All of the records are to be reproduced exactly.

* _Source records_:
______________________________
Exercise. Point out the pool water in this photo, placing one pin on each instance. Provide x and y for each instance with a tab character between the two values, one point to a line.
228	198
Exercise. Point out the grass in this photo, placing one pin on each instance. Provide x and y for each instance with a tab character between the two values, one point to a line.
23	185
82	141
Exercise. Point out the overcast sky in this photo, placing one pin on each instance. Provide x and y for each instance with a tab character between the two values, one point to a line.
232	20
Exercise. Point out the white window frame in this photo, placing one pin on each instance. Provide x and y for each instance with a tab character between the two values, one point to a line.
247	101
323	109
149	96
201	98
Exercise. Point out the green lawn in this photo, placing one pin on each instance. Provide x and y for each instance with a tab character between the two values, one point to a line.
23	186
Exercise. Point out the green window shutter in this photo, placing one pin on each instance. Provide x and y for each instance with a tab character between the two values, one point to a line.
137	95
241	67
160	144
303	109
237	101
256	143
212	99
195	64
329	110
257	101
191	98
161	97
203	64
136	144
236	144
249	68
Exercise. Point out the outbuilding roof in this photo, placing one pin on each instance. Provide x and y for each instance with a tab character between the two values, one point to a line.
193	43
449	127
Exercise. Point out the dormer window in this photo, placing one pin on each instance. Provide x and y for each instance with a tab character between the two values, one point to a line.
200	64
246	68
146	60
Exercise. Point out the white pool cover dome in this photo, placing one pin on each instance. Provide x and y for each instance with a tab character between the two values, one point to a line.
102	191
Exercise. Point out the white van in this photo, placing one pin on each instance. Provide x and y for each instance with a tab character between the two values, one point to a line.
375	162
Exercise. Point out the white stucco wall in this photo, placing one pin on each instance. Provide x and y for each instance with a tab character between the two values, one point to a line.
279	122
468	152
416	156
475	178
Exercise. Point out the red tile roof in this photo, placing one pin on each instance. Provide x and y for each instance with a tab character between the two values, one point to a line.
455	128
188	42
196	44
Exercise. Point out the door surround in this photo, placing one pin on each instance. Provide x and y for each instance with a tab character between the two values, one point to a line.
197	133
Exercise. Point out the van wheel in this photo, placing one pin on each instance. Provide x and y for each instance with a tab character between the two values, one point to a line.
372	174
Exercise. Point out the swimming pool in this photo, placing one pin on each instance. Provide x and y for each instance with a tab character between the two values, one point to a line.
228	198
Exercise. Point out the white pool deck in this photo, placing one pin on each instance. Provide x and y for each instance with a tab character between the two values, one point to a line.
______________________________
* _RESULT_:
Exercise. Point out the pool water in this photo, placing one pin on each instance. Provide x and y for each instance with a tab character between the two values, one point to a line.
228	198
Exercise. Point out the grass in this photo, placing one pin on each instance. Provide x and y for each instance with a tab character between the two values, one point to a line.
23	185
82	141
Exercise. Point out the overcast sky in this photo, placing one pin on each instance. Provide x and y for each instance with a tab character between the two values, one point to a line.
232	20
Exercise. Point out the white window frame in this photo, placing one pin on each instance. Provide x and y for each instance with a tab character between the two values, one point to a line.
247	101
323	109
149	96
201	98
Exercise. Point out the green lawn in this photo, placing one pin on each instance. Provide x and y for each instance with a tab character between the two values, one point to a line.
23	186
Exercise. Point out the green window shutter in this photo, placing one pin on each instance. Provide x and y for each instance with a tab character between the two values, one point to a line.
137	95
241	67
160	144
303	109
237	101
256	143
212	99
195	64
329	110
257	101
191	98
161	97
203	64
136	144
236	144
249	68
Exercise. Point out the outbuilding roof in this photo, placing one pin on each instance. Provide x and y for each instance with a tab character between the two values, one point to a line.
193	43
449	127
Exercise. Point out the dormer window in this photo, placing one pin on each instance. Provide x and y for each instance with a tab character between the two values, one point to a line.
200	64
246	68
146	60
Exercise. Point out the white pool cover dome in this photo, placing one pin on each instance. Provide x and y for each instance with a tab character between the two values, one point to a line.
102	191
Exercise. Point out the white van in this photo, placing one pin on each instance. Provide x and y for each instance with a tab character between the two values, one point to a line.
375	162
Exercise. Point out the white stucco wall in this photo, placing one pin on each instance. Provide x and y for each instance with a tab character between the two values, one point to a line.
279	122
468	152
416	156
475	178
Exercise. Point out the red tile roof in this photo, placing one pin on each instance. Provide x and y for each instance with a tab character between the two values, one point to a line.
455	128
188	42
196	44
Exercise. Point out the door surround in this photo, placing one pin on each instance. Provide x and y for each instance with a tab character between the two values, one point to a line.
197	133
Exercise. Point out the van wheel in this photo, placing one pin on each instance. Provide x and y for each instance with a tab character between the two values, one point to a line.
372	174
Exercise. Point out the swimming pool in this photo, placing one pin on each instance. Provide x and y for each instance with a tab character between the two values, one point to a line.
228	198
Exercise. Point out the white pool deck in this photo, placing one pin on each instance. Provide x and y for each instance with a tab character between the two values, one point to a line.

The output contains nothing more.